→ **AIM OF THE EXERCISE**: Each entry must be reproduced precisely as it stands.

→ **Pointing dataset excerpts**:
=-=-=-=-=
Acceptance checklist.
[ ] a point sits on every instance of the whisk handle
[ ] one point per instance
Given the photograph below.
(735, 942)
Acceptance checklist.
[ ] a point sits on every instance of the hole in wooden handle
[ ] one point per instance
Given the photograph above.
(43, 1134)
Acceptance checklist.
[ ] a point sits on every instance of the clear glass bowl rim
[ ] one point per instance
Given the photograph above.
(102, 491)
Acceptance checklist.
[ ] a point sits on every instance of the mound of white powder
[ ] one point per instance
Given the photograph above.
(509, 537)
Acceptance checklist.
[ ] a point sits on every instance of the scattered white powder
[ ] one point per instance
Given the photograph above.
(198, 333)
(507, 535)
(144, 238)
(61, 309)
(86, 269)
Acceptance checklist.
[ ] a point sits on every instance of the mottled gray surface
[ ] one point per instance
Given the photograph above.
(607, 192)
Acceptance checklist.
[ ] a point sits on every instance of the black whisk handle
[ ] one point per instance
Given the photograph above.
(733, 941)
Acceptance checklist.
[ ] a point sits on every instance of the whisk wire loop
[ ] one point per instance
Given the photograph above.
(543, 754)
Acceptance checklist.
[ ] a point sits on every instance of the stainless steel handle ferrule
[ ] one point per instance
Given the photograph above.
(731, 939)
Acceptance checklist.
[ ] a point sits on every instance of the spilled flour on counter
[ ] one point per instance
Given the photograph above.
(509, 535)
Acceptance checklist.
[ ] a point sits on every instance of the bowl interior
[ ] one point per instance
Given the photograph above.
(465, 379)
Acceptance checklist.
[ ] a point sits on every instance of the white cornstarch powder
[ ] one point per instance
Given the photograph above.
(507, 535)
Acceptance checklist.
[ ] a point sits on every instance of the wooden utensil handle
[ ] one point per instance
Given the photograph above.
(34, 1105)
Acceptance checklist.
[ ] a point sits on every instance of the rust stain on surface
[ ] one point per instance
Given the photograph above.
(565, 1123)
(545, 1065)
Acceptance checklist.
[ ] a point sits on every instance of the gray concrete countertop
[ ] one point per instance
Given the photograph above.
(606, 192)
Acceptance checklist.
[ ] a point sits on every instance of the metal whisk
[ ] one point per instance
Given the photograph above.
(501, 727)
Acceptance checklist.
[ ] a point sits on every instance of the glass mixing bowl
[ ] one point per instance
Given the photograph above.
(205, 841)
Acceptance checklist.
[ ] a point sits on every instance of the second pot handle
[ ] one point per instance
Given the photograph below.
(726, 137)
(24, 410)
=-=-=-=-=
→ **ANSWER TO THIS TASK**:
Acceptance checklist.
[ ] a point sits on every instance of the whisk handle
[ ] one point per instance
Given the photograph below.
(735, 942)
Acceptance checklist.
[ ] a point sits on every instance of the hole in wooden handle
[ ] one point per instance
Given the photograph above.
(43, 1134)
Acceptance checklist.
[ ] a point sits on every instance of the clear glass bowl rim
[ ] one point per instance
Given the photograph above.
(102, 491)
Acceptance checklist.
[ ] a point sits on every instance of the mound of white powder
[ ] one point per instance
Given the photograph above.
(509, 537)
Acceptance checklist.
[ ] a point sits on every instance of the scattered white powder
[ ] one point per instance
Given the photograph above.
(198, 333)
(507, 535)
(144, 238)
(61, 309)
(86, 269)
Acceptance checklist.
[ ] a point sits on every instance of the mottled gray surface
[ ] one point per instance
Given the photograph above.
(607, 192)
Acceptance checklist.
[ ] a point sits on every instance of the black whisk handle
[ ] one point per instance
Given the photograph above.
(733, 941)
Acceptance checklist.
[ ] a point sits on every instance of the whisk wire loop
[ ] one point per instance
Given the photograph above.
(543, 754)
Acceptance checklist.
[ ] a point sits on every instance of the stainless steel handle ferrule
[ ] one point per instance
Given the photograph above.
(731, 939)
Acceptance checklist.
[ ] a point sits on every instance of the spilled flour on counter
[ ] one point per instance
Given the photograph above.
(509, 535)
Acceptance checklist.
[ ] a point sits on every instance of the bowl interior
[ ] one point per instance
Given the photograph above.
(465, 379)
Acceptance checklist.
[ ] a point sits on every instance of the white cornstarch powder
[ ] one point per instance
Given the photograph above.
(507, 535)
Acceptance checklist.
[ ] a point sits on every instance of the wooden utensil handle
[ ] one point per instance
Given the photograph above.
(34, 1105)
Acceptance checklist.
[ ] a point sits on every instance of the rust stain on surface
[ ] one point per instance
Given the photograph above.
(565, 1123)
(545, 1065)
Acceptance checklist.
[ ] a point sits on every instance of the gray concrete countertop
[ ] one point per instance
Given the photograph above.
(606, 192)
Acceptance checklist.
[ ] a point sits on every instance of the metal whisk
[ ] one point per instance
Given the photograph above.
(501, 727)
Acceptance checklist.
[ ] a point sits on every instance of the glass mixing bowl
[ ] one point per instance
Given the photograph above.
(205, 841)
Acceptance checklist.
[ ] a point sits on every instance of the second pot handle
[ ] one point per instance
Given the photograph below.
(726, 137)
(24, 410)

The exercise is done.